> Action item
Everything from the line containing "line as [281,223]." through the line containing "line as [121,268]." should be repeated exactly, and nothing else from the data.

───

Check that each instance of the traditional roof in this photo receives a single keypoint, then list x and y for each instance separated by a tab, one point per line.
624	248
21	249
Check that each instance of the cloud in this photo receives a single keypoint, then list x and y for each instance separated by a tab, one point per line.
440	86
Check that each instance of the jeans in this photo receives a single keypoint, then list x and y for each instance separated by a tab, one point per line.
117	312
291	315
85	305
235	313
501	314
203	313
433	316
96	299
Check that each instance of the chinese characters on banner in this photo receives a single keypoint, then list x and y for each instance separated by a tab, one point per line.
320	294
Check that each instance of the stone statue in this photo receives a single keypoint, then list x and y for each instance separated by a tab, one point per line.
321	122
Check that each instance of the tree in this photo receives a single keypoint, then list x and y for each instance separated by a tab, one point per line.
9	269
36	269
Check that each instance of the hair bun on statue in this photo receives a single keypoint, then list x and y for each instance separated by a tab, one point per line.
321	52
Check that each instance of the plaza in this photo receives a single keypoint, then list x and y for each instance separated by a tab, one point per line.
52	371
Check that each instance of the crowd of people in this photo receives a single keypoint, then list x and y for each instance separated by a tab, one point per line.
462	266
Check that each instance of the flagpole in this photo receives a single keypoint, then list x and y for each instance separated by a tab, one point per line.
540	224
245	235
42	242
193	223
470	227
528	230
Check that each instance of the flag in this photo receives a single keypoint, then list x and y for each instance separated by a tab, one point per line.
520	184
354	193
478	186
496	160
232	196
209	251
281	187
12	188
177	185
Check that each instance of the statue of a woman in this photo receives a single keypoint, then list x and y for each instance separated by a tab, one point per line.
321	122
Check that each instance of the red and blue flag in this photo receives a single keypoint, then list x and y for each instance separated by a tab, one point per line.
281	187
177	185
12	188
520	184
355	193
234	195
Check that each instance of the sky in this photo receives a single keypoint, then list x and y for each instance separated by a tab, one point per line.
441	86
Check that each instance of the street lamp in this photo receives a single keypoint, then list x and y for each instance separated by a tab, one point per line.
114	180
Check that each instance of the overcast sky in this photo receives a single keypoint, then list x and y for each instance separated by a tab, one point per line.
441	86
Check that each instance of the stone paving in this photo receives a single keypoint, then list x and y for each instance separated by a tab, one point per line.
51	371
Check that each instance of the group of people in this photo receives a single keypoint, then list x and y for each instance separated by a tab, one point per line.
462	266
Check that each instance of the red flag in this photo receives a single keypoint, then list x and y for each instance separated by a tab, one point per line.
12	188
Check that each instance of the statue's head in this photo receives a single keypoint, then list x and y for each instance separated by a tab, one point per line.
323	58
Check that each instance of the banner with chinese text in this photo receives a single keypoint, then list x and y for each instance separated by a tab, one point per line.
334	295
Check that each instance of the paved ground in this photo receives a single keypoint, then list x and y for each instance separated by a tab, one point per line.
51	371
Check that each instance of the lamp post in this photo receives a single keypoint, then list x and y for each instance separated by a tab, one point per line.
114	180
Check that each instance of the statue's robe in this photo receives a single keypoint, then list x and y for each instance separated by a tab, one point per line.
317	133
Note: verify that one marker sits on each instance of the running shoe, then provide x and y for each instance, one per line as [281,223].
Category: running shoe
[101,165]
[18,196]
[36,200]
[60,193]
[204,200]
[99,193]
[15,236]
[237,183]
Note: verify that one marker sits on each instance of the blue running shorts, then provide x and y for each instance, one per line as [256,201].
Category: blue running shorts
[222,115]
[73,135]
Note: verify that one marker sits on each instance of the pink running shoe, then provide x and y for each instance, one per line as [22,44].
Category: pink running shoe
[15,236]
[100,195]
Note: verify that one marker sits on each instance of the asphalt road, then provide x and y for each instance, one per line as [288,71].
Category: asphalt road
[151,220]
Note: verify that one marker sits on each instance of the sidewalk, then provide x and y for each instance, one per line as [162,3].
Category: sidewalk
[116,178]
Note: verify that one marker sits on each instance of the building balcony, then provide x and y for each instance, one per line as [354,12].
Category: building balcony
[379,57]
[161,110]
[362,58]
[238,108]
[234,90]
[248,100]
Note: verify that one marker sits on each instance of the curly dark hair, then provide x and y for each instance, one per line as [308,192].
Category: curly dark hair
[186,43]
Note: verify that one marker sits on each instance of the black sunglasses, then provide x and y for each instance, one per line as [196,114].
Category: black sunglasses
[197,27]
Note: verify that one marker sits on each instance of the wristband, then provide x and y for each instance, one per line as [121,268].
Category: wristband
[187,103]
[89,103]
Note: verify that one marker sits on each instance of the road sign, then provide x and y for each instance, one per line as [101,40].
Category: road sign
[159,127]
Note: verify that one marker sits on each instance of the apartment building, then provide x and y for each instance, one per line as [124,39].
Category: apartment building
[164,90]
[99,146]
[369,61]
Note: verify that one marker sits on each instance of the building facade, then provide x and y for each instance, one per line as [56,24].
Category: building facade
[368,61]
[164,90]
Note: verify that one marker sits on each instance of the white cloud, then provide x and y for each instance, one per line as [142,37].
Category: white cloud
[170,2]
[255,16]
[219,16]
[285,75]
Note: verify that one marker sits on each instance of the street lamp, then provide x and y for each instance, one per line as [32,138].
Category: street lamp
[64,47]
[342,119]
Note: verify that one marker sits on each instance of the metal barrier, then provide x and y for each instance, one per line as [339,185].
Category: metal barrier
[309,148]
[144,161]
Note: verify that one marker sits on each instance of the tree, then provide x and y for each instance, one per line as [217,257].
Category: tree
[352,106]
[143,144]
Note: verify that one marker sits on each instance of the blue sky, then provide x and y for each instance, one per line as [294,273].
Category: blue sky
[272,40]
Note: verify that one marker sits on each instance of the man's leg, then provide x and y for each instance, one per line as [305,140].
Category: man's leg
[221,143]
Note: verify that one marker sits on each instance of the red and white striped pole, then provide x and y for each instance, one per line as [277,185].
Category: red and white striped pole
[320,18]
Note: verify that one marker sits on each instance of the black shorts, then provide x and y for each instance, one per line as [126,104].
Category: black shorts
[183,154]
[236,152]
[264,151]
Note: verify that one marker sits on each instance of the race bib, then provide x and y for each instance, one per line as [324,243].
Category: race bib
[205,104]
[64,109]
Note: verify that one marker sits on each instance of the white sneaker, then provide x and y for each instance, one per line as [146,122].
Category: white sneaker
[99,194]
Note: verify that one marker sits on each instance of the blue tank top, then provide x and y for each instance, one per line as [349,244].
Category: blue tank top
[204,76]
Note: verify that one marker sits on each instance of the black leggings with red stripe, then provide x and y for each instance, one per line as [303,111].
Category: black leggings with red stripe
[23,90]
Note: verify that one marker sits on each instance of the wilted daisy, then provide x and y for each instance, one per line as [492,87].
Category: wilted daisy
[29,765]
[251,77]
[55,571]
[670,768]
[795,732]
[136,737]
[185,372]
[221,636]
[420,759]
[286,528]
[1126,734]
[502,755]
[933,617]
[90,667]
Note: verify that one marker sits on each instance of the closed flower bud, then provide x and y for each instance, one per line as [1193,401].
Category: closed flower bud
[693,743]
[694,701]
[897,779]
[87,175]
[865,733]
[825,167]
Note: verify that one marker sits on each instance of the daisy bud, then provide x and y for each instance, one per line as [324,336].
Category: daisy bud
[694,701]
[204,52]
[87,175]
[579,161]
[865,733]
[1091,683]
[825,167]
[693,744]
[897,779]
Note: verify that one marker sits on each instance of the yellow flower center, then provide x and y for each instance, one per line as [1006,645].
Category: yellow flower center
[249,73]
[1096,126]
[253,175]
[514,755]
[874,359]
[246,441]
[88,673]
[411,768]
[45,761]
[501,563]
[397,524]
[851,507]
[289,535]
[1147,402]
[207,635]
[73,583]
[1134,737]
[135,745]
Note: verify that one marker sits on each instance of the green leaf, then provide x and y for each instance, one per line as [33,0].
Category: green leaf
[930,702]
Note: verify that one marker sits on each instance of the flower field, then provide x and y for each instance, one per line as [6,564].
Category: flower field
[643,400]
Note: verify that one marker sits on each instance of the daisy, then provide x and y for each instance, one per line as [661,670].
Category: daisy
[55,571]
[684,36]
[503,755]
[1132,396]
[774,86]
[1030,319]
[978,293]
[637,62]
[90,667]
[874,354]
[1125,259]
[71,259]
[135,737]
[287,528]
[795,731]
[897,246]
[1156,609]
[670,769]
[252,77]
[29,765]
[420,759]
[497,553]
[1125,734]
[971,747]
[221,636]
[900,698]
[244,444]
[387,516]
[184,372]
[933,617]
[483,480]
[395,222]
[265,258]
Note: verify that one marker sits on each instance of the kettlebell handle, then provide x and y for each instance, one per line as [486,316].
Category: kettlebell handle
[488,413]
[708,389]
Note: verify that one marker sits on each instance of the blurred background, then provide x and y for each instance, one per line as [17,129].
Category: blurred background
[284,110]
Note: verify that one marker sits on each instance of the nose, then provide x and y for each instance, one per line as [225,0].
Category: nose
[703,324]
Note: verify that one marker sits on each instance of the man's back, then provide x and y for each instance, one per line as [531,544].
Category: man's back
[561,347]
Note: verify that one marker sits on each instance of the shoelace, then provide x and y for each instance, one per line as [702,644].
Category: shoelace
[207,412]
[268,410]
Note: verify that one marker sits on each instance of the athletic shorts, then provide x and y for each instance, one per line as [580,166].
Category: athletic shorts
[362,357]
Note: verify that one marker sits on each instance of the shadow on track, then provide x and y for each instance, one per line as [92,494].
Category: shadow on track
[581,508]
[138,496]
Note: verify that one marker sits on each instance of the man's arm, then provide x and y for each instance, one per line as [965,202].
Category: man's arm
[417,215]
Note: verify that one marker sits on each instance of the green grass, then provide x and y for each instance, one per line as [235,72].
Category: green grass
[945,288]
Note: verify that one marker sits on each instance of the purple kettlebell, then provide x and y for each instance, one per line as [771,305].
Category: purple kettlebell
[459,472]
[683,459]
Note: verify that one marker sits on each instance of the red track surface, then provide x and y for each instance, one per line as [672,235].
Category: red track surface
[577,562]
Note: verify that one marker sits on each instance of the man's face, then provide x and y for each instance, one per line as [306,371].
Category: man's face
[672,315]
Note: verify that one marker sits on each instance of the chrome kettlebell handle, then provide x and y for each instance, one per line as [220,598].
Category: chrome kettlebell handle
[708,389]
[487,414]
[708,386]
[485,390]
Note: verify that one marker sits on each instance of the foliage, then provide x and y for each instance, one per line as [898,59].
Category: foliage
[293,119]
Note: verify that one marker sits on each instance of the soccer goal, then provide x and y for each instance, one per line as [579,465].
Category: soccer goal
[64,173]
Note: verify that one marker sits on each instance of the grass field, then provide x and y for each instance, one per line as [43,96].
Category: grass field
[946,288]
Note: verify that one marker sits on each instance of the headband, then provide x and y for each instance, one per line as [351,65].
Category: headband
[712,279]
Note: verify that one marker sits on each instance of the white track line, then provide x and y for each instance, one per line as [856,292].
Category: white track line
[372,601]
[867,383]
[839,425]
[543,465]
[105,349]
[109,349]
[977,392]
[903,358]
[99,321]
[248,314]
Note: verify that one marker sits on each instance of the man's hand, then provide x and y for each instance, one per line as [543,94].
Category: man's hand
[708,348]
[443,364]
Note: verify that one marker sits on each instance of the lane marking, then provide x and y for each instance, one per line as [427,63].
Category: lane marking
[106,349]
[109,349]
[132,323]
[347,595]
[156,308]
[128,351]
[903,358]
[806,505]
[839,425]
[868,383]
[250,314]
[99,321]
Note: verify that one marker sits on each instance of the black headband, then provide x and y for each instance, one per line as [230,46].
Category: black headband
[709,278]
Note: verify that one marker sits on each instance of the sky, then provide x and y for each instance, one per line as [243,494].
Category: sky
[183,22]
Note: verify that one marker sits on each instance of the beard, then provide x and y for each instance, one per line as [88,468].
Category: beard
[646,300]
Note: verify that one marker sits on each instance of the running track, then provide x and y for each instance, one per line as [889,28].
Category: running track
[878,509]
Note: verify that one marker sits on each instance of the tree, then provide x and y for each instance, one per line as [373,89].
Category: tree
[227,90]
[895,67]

───

> Response to the task
Note: verify that one marker sits on each instance of the running shoe, then provide x and y for each instance, one per line as [281,223].
Category: running shoe
[101,165]
[18,196]
[36,200]
[60,193]
[204,200]
[99,193]
[15,236]
[237,183]
Note: verify that one marker sits on each instance of the blue running shorts, then provide x and y for each instance, one per line as [256,201].
Category: blue running shorts
[222,115]
[73,135]
Note: verify that one marker sits on each instance of the pink running shoe, then provide x and y for each instance, one per line as [22,44].
Category: pink running shoe
[15,236]
[100,195]
Note: verify that one marker sits on each instance of the asphalt road, then provide x and y for each instance, one per line as [288,71].
Category: asphalt road
[151,220]
Note: verify that one marker sits on each instance of the sidewalk, then provide x and y for each instance, one per line as [162,3].
Category: sidewalk
[116,178]
Note: verify that one marker sits on each instance of the building balcony, then provide x and y for each instance, one per line as [354,12].
Category: building balcony
[379,57]
[161,110]
[362,58]
[238,108]
[234,90]
[248,100]
Note: verify that one marker sits on each instance of the curly dark hair, then provide x and y for each instance, one per line as [308,192].
Category: curly dark hair
[186,43]
Note: verify that one marker sits on each instance of the black sunglasses, then provide x and y for each instance, one per line as [196,114].
Category: black sunglasses
[197,27]
Note: verify that one marker sits on each instance of the wristband, then provide x and y for each instance, one per line as [121,268].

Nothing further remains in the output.